## Stated exercise 1
Summarize the forum thread on headphones while cycling in two sentences.
## Stated exercise 2
In the forum thread on headphones while cycling, what does the_mikey sometimes use instead of headphones?
## Stated exercise 3
Reproduce the part of the headphones thread starting with "moved to headphone" and going on through "it a distraction?".

# Headphones while cycling. Yay or Nay?



## morebiggins_lesswiggins (19 Sep 2012)

I always have my headphones in while cycling, listening to music as I go along. However a guy at work was saying that this is a really bad idea as it is really dangerous. As a very inexperienced newbie, is this right? Is it best to ride without the apparent distraction or does it not matter as long as you pay attention to the road (including regular looks behind you)?


----------



## ianrauk (19 Sep 2012)

moved to headphone debates


----------



## Pauluk (19 Sep 2012)

Are you able to hear car engines behind you and can you hear when people call out or use a bell? If you can't then you may want to leave them off. Also, do you get "lost" in your music, is it a distraction?

It may also be worth bearing in mind that if you are involved in an accident with a motor vehicle their insurance companies would probably not pay you any compensation.

Personally I don't think they should be used but that's just me.


----------



## the_mikey (19 Sep 2012)

Nay to headphones, but I do have a handlebar mp3 player with it's own loudspeaker that I use sometimes.


----------



## roadrash (19 Sep 2012)




----------



## smokeysmoo (19 Sep 2012)

Don't to death subject TBH. Some do, some don't end of.

For more details of who does and who doesn't there is a search box provided


----------



## Bryan_Cymru (19 Sep 2012)

Hi, I'm a Noob & I don't jack in while on my bike & that's nigh on the only time that I'm not plugged in. 
I don't believe that experience comes into the equation. Its more than common sense than anything.

Data lines
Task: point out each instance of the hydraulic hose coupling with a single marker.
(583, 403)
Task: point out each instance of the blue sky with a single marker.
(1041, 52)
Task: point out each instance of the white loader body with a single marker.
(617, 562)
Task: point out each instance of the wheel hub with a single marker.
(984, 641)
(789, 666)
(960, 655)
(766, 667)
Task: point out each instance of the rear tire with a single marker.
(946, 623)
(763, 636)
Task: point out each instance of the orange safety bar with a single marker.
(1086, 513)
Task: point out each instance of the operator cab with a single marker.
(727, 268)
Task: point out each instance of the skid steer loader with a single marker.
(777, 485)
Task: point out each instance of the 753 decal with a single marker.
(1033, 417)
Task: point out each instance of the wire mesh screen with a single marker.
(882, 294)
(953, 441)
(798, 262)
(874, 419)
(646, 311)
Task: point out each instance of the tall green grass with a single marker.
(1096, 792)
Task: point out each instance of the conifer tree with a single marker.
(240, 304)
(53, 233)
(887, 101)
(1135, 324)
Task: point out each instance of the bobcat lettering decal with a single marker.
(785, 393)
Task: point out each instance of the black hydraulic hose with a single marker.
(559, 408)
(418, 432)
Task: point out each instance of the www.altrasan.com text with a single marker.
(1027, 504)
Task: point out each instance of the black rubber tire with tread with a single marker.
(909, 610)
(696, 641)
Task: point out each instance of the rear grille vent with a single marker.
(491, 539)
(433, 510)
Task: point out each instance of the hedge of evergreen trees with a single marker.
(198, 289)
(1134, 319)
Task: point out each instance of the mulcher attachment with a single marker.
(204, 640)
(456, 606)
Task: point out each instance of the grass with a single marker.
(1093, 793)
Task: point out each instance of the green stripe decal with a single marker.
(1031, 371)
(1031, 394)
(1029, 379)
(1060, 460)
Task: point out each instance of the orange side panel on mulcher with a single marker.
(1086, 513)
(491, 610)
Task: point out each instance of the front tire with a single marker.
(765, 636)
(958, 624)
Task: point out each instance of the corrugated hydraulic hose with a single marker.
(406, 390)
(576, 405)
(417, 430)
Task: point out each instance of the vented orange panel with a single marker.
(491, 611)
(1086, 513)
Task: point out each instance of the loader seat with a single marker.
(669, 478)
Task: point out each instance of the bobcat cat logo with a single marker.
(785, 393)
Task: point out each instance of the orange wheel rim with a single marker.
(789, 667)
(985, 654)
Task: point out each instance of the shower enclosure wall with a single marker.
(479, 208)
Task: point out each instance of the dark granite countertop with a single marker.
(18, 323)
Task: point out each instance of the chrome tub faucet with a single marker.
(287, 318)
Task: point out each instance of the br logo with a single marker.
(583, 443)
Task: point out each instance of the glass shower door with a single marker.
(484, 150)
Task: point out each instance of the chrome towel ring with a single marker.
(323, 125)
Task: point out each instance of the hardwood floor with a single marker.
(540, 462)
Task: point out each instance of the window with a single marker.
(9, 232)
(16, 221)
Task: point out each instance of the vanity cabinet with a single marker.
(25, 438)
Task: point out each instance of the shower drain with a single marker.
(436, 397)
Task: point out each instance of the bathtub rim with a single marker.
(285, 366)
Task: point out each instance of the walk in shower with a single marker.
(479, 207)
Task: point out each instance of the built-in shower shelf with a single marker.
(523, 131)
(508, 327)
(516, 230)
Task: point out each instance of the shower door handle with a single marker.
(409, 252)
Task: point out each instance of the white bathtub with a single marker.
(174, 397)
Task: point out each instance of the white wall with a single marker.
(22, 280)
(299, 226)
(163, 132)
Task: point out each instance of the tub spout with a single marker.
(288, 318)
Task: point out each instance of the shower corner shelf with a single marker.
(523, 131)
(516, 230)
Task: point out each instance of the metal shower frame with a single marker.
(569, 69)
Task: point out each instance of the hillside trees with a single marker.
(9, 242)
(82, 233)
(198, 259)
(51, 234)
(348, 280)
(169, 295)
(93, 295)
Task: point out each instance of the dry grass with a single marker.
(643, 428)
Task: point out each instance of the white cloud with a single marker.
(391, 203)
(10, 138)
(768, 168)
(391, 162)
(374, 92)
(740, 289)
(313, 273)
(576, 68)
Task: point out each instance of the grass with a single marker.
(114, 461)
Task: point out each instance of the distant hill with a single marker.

## Correct response 1
An inexperienced cyclist who always rides with headphones asks whether a coworker is right that this is really dangerous, or whether it is fine as long as attention is paid to the road. Replies differ: one suggests leaving them off if car engines, shouts or bells can't be heard and notes that an insurer would probably pay no compensation after an accident with a motor vehicle, others say nay to headphones, and one calls the subject done to death.

## Correct response 2
A handlebar mp3 player with its own loudspeaker.

## Correct response 3
moved to headphone debates


----------



## Pauluk (19 Sep 2012)

Are you able to hear car engines behind you and can you hear when people call out or use a bell? If you can't then you may want to leave them off. Also, do you get "lost" in your music, is it a distraction?